____ RAW RECORDS

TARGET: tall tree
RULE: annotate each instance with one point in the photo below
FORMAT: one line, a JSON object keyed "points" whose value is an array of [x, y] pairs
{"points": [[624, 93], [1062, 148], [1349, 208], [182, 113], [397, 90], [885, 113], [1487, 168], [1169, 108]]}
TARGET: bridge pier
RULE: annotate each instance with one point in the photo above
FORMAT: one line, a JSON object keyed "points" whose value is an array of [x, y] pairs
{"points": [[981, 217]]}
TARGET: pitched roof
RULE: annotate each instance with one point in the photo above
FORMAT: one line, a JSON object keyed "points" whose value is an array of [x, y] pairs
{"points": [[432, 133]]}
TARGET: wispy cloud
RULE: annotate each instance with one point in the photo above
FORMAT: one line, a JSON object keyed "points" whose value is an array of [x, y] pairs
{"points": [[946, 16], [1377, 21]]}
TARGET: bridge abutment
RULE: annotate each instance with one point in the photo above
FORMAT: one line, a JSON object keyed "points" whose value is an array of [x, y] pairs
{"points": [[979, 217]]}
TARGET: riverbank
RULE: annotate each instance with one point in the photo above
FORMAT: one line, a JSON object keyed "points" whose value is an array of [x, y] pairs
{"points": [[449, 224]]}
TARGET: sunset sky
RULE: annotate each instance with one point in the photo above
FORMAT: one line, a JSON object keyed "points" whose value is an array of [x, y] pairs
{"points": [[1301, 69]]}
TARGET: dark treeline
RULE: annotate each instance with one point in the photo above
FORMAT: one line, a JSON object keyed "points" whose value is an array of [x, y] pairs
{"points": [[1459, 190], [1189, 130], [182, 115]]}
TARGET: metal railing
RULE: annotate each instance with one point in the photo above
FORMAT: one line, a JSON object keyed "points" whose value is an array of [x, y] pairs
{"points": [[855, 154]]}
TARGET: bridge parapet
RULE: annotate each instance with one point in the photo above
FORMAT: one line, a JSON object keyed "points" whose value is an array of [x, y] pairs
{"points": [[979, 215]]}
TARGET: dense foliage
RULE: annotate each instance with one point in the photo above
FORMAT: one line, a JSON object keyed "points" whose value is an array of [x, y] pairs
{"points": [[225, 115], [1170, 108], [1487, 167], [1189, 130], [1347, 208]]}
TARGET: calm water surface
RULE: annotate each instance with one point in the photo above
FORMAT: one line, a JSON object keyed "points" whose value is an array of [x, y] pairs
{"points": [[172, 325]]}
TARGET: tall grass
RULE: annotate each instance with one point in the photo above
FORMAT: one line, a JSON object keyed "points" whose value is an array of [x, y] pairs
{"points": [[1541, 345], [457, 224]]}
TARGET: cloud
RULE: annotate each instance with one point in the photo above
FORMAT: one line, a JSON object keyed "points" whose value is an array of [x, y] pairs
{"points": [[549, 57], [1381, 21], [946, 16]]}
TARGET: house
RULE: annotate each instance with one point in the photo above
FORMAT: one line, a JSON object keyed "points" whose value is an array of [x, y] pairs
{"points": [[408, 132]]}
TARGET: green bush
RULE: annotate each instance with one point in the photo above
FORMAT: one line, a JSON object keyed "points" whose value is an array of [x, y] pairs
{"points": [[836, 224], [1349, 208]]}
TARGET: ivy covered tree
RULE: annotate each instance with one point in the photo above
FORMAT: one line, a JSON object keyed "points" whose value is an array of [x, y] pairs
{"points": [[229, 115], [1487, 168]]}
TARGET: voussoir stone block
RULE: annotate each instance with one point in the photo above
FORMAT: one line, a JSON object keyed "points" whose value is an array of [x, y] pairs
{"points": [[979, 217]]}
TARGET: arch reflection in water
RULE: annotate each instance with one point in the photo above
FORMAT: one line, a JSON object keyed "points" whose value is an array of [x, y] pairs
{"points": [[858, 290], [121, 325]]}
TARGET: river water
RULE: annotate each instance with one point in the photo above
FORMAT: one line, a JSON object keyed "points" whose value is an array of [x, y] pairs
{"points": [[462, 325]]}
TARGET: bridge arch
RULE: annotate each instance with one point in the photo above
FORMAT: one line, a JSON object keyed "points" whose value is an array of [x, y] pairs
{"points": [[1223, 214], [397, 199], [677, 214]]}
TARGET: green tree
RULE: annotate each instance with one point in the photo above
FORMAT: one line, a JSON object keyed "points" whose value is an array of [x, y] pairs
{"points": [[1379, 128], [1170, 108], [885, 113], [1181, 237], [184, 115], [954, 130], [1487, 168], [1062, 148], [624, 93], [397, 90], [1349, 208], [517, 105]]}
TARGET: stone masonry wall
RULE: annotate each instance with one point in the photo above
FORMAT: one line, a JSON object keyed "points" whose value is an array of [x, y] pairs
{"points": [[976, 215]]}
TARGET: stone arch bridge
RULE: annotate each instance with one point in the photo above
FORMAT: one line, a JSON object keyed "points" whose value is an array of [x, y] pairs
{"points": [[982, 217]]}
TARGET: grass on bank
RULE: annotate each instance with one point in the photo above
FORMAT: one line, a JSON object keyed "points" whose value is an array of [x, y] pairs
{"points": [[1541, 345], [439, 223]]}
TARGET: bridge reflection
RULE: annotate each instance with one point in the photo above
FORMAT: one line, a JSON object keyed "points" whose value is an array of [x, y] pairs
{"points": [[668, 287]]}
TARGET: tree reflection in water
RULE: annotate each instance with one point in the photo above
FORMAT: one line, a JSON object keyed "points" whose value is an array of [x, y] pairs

________

Restate the records, all of them, precisely as written.

TARGET: tall tree
RULE: annotate each instance with one point in the photo below
FORMAT: one line, a JSON object keyed "points" whose value is an array of [x, y] pairs
{"points": [[624, 93], [1062, 148], [1349, 208], [182, 113], [397, 90], [885, 113], [1487, 168], [1169, 108]]}
TARGET: bridge pier
RULE: annotate each instance with one point in the photo above
FORMAT: one line, a JSON object keyed "points" whose value is an array of [x, y] pairs
{"points": [[981, 217]]}
TARGET: pitched roof
RULE: annotate each instance with one point in the photo above
FORMAT: one line, a JSON object keyed "points" whose value is an array of [x, y] pairs
{"points": [[432, 133]]}
TARGET: wispy cloud
RULE: annotate each instance with one point in the photo above
FORMAT: one line, a JSON object keyed "points" whose value is an array of [x, y] pairs
{"points": [[946, 16], [1377, 21]]}
TARGET: bridge abutment
RULE: annotate each instance with one point in the photo above
FORMAT: one line, a JSON object keyed "points" whose value is an array of [x, y] pairs
{"points": [[979, 217]]}
TARGET: riverbank
RULE: annotate each instance with one point in the photo above
FORMAT: one line, a JSON object keyed "points" whose value is an array of [x, y] pairs
{"points": [[449, 224]]}
TARGET: sunset sky
RULE: annotate each instance with one point in the photo above
FORMAT: one line, a JSON object keyed "points" whose value is an array of [x, y] pairs
{"points": [[1301, 69]]}
TARGET: dark treeline
RULE: annotate each instance with one point in the photo above
FORMAT: one line, a JSON object keyed "points" whose value is an array of [x, y] pairs
{"points": [[1459, 190], [1189, 130], [182, 115]]}
TARGET: metal railing
RULE: annotate each instance with one point in the photo above
FORMAT: one line, a JSON object keyed "points" whose value is an array of [x, y] pairs
{"points": [[855, 154]]}
TARGET: bridge parapet
RULE: annotate each instance with one point in the photo above
FORMAT: one line, a JSON object keyed "points" whose value is an array of [x, y] pairs
{"points": [[979, 215]]}
TARGET: dense foliage
RULE: annotate each instance with one point in the photo above
FORMAT: one line, a JSON object keyed "points" whose value is an array of [x, y] pairs
{"points": [[225, 115], [1170, 108], [1487, 167], [1189, 130], [1347, 208]]}
TARGET: calm water surface
RULE: annotate each instance with one point in the photo above
FORMAT: one line, a JSON object keyed "points" whose value is an array of [x, y] pairs
{"points": [[172, 325]]}
TARGET: tall grass
RULE: annotate each instance with one point in the photo above
FORMAT: one line, a JSON object keyed "points" whose value is an array of [x, y] pairs
{"points": [[1541, 345], [457, 224]]}
TARGET: cloud
RULE: annotate each instance with one point in the photo above
FORMAT: one line, a JSON object keyed "points" whose value is an array of [x, y] pairs
{"points": [[549, 57], [1381, 21], [946, 16]]}
TARGET: house
RULE: annotate each instance with one point in the photo above
FORMAT: one line, a JSON object keyed "points" whose value is an array of [x, y] pairs
{"points": [[408, 132]]}
TARGET: green bush
RULE: annotate each instance with one point in the photo above
FORMAT: one line, a JSON object keyed "points" whose value is an array of [x, y] pairs
{"points": [[836, 224], [1349, 208]]}
TARGET: ivy covered tree
RULE: annotate each instance with one point in the photo above
FORMAT: one line, a JSON object keyed "points" whose value is an array of [x, y] pairs
{"points": [[229, 115], [1487, 168]]}
TARGET: voussoir stone block
RULE: annotate each instance with one point in the photo above
FORMAT: one line, a JSON object keyed "points" whose value is an array of [x, y] pairs
{"points": [[979, 217]]}
TARGET: arch reflection in water
RULE: annotate each instance with one point in the photo above
FORMAT: one line, a JSON object keyed "points" whose value is an array of [x, y] pairs
{"points": [[858, 290], [121, 325]]}
TARGET: river water
RULE: annotate each instance with one point in the photo above
FORMAT: one line, a JSON object keyed "points" whose value is an array of [x, y] pairs
{"points": [[462, 325]]}
TARGET: bridge arch
RULE: annotate each instance with one point in the photo above
FORMAT: one line, a JSON object keyed "points" whose value is an array of [x, y] pairs
{"points": [[1223, 214], [397, 199], [677, 214]]}
TARGET: green tree
RULE: annotate each instance with one point in the photo above
FORMAT: one line, a JSON object keyed "points" whose value is an array of [x, y] pairs
{"points": [[1379, 128], [1170, 108], [885, 113], [1181, 237], [184, 115], [954, 130], [1487, 168], [1062, 148], [624, 93], [397, 90], [1349, 208], [517, 105]]}
TARGET: stone masonry wall
RULE: annotate each instance with one point in the photo above
FORMAT: one line, a JSON object keyed "points" whose value is an array of [x, y] pairs
{"points": [[976, 215]]}
TARGET: stone arch bridge
RULE: annotate each instance with one point in the photo above
FORMAT: one line, a JSON object keyed "points" whose value is an array of [x, y] pairs
{"points": [[982, 217]]}
TARGET: grass on bank
RULE: annotate each instance with one point in the photo above
FORMAT: one line, a JSON object keyed "points" whose value is an array of [x, y] pairs
{"points": [[1541, 345], [439, 223]]}
TARGET: bridge reflection
RULE: annotate each instance with one point in the photo above
FORMAT: one line, a JSON object keyed "points" whose value is an array of [x, y] pairs
{"points": [[668, 287]]}
TARGET: tree reflection in water
RULE: annotate each instance with one point in the photo above
FORMAT: one line, a JSON object keyed "points" whose value is an array of [x, y] pairs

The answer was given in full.